• **Aim of the task**: Locate the line bearing "sample: <point>293,29</point>" in the material below, then reproduce it and each following line up to and including the line bearing "sample: <point>476,219</point>".

(Beginning of Materials provided)

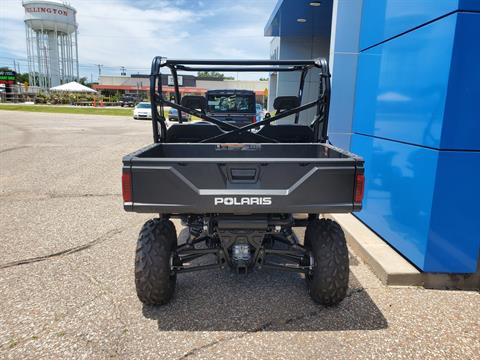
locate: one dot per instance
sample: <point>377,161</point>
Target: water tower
<point>52,50</point>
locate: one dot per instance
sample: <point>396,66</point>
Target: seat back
<point>179,133</point>
<point>282,103</point>
<point>288,133</point>
<point>194,102</point>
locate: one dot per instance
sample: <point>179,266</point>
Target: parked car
<point>143,110</point>
<point>173,115</point>
<point>236,107</point>
<point>260,112</point>
<point>129,100</point>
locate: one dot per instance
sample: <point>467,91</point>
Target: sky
<point>130,33</point>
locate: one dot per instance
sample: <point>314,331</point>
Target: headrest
<point>194,102</point>
<point>286,102</point>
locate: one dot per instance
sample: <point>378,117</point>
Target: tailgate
<point>241,186</point>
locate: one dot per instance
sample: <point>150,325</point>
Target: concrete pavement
<point>66,273</point>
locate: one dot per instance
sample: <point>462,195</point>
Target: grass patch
<point>68,110</point>
<point>77,110</point>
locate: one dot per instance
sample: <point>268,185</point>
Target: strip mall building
<point>189,85</point>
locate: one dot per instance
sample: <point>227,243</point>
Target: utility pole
<point>99,70</point>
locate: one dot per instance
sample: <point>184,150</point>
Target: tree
<point>21,78</point>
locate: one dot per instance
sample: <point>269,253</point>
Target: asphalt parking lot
<point>66,272</point>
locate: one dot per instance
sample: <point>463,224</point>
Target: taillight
<point>127,186</point>
<point>359,187</point>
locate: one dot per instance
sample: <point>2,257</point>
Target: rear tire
<point>328,281</point>
<point>154,280</point>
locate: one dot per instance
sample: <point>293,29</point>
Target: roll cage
<point>319,123</point>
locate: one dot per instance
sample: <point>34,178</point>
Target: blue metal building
<point>406,97</point>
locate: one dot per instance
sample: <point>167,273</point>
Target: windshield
<point>143,106</point>
<point>228,103</point>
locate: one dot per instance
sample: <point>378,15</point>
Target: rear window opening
<point>231,103</point>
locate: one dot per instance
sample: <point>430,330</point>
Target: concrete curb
<point>389,266</point>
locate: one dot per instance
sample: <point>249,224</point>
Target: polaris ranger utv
<point>237,190</point>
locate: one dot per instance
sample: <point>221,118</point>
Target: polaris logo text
<point>230,201</point>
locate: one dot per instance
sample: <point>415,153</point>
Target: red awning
<point>185,89</point>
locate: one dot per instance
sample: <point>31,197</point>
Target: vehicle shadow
<point>220,300</point>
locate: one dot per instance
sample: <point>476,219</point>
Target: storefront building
<point>405,91</point>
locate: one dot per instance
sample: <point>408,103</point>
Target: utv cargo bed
<point>242,178</point>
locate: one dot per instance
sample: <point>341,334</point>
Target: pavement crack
<point>63,196</point>
<point>69,251</point>
<point>14,148</point>
<point>266,326</point>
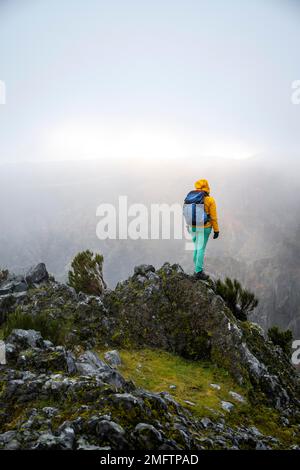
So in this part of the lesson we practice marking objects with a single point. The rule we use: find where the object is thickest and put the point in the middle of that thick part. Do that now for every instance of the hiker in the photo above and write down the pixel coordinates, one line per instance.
(201, 216)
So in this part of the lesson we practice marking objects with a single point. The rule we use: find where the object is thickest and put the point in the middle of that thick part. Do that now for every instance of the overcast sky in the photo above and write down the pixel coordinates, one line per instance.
(152, 79)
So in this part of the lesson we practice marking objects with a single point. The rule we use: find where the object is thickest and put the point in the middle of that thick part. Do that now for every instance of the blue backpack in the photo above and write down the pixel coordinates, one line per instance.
(193, 209)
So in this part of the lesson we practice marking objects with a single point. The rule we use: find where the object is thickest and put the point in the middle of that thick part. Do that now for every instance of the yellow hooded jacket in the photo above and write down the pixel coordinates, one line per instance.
(209, 205)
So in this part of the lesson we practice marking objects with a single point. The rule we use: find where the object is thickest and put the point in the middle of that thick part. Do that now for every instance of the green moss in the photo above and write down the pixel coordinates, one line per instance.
(156, 370)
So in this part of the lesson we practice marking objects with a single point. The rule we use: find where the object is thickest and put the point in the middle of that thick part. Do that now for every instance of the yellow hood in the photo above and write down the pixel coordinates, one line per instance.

(End of Materials provided)

• **Solution to the exercise**:
sample: <point>293,29</point>
Target: roll cage
<point>319,123</point>
locate: one dot per instance
sample: <point>34,178</point>
Target: blue metal building
<point>406,97</point>
locate: one dot per instance
sample: <point>167,273</point>
Target: windshield
<point>143,106</point>
<point>228,103</point>
locate: one dot per instance
sample: <point>378,15</point>
Target: rear window opening
<point>231,103</point>
locate: one dot per instance
sample: <point>430,330</point>
Target: concrete curb
<point>389,266</point>
locate: one dot per instance
sample: <point>249,224</point>
Target: polaris ranger utv
<point>237,190</point>
locate: one dot per instance
sample: <point>221,118</point>
Target: polaris logo text
<point>230,201</point>
locate: one dot per instance
sample: <point>415,153</point>
Target: red awning
<point>185,89</point>
locate: one dot per instance
sample: <point>31,197</point>
Target: vehicle shadow
<point>220,300</point>
locate: one dot per instance
sample: <point>476,219</point>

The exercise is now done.